_TASK GOAL_
Restate word for word the lines in the listing below, starting at the line containing "323, row 344." and ending at the line containing "591, row 143.", both included; leave out the rest.

_AVAILABLE DATA_
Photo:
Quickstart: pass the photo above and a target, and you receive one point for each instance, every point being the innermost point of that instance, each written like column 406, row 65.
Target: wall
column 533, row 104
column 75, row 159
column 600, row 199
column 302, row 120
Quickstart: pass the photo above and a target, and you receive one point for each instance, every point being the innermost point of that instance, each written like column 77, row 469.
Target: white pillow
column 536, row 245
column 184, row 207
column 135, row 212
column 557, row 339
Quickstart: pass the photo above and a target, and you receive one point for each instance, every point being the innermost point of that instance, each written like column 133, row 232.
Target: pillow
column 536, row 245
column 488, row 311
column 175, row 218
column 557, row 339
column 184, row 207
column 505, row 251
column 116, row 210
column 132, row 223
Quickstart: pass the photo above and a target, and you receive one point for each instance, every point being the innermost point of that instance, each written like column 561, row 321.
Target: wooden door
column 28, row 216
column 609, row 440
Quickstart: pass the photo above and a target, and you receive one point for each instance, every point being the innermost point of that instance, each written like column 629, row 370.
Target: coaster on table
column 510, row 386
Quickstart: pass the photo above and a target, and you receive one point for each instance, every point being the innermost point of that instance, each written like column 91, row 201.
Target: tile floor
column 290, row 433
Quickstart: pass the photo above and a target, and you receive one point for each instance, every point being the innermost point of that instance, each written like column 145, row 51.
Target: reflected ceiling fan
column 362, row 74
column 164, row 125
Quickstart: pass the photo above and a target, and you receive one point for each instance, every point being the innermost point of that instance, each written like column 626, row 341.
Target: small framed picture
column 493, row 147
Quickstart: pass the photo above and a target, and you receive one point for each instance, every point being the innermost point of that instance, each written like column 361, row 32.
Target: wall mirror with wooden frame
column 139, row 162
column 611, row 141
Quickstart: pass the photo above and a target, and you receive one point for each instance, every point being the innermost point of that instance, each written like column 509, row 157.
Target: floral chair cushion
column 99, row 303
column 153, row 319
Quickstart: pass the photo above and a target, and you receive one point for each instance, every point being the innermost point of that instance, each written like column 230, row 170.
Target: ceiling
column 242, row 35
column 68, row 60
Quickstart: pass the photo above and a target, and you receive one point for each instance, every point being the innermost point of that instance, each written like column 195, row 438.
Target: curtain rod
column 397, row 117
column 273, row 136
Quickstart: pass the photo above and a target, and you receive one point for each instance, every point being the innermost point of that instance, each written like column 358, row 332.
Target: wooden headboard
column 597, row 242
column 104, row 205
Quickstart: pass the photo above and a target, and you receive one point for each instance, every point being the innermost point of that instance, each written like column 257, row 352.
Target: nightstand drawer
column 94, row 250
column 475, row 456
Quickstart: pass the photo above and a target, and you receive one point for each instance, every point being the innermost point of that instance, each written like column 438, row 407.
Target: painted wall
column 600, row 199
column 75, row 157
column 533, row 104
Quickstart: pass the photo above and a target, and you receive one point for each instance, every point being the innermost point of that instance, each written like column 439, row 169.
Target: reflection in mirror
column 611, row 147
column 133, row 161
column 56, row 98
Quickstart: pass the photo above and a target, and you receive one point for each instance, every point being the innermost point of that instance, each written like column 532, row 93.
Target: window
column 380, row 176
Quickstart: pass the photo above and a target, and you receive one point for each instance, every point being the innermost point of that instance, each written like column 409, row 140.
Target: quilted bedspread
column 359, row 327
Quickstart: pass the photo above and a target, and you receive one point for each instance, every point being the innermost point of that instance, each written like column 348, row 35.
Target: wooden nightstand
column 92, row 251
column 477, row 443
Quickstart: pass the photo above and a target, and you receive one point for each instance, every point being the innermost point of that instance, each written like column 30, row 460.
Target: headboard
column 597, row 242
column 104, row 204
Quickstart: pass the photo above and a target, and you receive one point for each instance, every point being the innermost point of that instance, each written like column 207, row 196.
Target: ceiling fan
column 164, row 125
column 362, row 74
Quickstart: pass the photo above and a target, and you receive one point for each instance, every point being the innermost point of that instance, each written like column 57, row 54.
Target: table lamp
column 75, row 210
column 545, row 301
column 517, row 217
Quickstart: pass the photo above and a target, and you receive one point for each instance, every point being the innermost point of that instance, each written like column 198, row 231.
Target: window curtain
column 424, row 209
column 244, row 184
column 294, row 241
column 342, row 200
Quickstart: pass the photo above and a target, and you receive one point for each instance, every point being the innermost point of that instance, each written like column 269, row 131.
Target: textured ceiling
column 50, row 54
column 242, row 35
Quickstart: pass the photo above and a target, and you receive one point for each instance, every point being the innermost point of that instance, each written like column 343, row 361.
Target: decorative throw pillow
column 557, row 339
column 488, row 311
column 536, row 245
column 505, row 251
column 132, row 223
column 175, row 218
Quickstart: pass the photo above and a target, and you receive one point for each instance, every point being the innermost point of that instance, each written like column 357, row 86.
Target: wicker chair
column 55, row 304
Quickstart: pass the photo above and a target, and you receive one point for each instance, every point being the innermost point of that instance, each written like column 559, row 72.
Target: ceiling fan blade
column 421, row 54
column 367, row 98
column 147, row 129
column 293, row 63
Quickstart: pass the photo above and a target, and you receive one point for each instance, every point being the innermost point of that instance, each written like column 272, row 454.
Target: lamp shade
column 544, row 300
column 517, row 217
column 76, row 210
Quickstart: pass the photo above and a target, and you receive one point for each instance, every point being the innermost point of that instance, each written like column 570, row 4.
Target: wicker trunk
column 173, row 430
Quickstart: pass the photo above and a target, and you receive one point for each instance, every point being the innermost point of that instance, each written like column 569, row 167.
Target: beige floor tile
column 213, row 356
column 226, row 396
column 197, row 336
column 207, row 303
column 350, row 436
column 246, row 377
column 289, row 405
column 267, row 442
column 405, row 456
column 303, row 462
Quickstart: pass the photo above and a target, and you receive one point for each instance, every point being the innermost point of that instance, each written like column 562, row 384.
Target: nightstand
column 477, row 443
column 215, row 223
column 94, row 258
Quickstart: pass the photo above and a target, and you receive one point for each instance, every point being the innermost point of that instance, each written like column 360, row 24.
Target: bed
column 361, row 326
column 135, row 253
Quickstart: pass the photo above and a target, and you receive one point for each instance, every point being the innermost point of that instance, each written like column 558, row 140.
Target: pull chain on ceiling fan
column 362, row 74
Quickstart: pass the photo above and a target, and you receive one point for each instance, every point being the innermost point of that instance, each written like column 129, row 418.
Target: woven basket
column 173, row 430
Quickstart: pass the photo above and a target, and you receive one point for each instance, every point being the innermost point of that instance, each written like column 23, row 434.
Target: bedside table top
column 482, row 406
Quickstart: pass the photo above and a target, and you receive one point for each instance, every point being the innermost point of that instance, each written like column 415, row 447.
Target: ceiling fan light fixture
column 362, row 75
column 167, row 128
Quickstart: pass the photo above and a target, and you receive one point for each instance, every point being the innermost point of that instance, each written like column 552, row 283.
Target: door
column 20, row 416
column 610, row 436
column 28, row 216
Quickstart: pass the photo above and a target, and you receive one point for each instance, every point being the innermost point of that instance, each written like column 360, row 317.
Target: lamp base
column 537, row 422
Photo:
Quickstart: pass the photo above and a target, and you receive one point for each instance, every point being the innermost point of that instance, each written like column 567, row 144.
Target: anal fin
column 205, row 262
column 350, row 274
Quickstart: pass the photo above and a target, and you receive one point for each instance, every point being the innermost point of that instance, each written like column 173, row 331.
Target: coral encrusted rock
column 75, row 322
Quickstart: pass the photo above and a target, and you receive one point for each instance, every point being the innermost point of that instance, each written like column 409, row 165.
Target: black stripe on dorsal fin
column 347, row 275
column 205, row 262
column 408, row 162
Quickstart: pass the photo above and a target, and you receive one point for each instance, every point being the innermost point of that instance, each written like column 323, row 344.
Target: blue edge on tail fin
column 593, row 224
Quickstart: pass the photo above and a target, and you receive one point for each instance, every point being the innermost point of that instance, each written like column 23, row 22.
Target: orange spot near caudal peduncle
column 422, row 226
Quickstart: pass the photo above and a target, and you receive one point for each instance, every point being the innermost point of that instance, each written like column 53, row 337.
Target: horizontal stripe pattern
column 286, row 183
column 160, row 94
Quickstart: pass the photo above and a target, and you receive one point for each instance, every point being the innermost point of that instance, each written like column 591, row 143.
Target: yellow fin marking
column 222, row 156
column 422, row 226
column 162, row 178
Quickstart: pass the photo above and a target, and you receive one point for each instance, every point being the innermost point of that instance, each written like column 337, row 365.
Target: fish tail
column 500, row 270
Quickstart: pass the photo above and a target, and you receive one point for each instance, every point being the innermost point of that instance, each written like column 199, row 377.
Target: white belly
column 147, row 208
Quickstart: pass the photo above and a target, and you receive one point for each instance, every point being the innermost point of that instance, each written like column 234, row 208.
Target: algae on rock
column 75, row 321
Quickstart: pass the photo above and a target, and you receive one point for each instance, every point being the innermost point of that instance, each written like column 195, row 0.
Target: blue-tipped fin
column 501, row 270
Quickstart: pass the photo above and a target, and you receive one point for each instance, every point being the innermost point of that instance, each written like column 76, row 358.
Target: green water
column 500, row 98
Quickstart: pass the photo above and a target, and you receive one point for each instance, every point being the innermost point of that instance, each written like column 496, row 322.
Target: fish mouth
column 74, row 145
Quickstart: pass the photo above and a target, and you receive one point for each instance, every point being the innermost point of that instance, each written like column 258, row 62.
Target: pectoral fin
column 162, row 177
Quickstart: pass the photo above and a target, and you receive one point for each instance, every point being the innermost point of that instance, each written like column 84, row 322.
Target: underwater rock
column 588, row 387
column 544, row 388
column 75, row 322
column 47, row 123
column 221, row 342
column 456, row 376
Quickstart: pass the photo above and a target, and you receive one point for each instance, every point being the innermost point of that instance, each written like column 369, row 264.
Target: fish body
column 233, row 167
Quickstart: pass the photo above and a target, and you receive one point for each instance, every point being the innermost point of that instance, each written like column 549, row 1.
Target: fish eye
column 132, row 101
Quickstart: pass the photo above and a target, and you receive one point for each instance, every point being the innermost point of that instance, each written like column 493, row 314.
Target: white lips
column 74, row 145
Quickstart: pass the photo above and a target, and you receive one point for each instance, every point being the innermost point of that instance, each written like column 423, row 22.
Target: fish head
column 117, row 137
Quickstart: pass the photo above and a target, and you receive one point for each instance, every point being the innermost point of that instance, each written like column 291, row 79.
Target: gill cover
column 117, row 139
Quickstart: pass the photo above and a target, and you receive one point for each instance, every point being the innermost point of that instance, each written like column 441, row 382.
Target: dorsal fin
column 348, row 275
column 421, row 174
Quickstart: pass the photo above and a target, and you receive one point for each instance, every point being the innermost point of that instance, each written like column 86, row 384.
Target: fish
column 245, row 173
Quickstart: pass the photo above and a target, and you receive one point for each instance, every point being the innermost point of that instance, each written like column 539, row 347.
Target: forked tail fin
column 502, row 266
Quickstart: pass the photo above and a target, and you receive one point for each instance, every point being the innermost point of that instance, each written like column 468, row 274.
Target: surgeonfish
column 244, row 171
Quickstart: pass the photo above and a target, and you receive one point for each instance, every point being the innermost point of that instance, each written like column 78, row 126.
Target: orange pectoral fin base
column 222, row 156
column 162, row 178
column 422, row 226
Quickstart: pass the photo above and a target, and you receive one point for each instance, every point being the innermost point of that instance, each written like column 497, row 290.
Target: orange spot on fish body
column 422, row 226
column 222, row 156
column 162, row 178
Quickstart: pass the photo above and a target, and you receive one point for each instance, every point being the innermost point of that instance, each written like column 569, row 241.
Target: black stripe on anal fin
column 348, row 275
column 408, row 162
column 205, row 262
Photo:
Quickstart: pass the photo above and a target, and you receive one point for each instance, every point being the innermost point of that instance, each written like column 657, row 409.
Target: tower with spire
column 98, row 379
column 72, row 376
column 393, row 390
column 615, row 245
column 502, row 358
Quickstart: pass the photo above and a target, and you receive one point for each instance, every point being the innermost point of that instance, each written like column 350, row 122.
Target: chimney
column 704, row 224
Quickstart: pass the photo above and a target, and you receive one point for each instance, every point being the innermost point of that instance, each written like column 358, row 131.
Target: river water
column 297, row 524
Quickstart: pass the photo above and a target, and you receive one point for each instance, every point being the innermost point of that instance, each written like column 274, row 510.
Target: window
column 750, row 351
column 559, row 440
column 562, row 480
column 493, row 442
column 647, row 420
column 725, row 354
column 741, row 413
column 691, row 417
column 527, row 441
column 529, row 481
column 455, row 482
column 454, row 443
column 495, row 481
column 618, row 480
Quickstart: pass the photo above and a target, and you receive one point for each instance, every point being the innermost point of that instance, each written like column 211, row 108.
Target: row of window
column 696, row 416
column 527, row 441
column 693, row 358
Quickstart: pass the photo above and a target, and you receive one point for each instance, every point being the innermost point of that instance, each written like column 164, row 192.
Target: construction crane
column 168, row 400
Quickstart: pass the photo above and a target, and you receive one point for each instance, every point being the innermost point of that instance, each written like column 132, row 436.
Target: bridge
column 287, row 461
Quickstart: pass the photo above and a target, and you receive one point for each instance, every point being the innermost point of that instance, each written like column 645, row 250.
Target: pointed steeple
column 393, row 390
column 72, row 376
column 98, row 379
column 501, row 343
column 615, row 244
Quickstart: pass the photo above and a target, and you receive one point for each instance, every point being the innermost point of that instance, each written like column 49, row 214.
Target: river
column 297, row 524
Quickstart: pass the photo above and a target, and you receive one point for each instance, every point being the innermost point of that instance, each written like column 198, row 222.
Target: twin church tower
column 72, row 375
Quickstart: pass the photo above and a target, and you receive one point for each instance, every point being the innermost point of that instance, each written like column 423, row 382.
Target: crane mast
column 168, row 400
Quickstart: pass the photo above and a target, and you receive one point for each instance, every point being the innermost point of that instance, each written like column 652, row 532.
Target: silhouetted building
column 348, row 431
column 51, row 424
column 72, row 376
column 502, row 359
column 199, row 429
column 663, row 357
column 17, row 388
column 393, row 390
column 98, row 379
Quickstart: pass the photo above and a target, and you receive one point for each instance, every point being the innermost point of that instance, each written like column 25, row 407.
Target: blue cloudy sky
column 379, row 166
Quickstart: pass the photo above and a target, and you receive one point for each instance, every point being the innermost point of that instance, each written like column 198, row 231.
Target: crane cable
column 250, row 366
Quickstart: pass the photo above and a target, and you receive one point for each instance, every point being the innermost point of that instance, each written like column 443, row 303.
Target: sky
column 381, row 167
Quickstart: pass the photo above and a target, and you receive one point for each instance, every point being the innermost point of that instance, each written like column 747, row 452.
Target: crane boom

_WRITTEN RESPONSE_
Quickstart: pass the photo above and a target, and you receive one point for each instance, every point being the innermost point of that instance, each written like column 323, row 344.
Target: blue edge on tail fin
column 593, row 224
Quickstart: pass the photo above and a target, and you receive one point for each instance, every point being the innermost point of that instance, each written like column 23, row 22.
Target: orange spot near caudal peduncle
column 422, row 226
Quickstart: pass the photo above and a target, and you receive one point for each instance, every point being the innermost point of that instance, each written like column 53, row 337.
Target: horizontal stripe pattern
column 286, row 183
column 160, row 94
Quickstart: pass the photo above and a target, and you receive one point for each instance, every point being the innermost point of that instance, each written like column 591, row 143.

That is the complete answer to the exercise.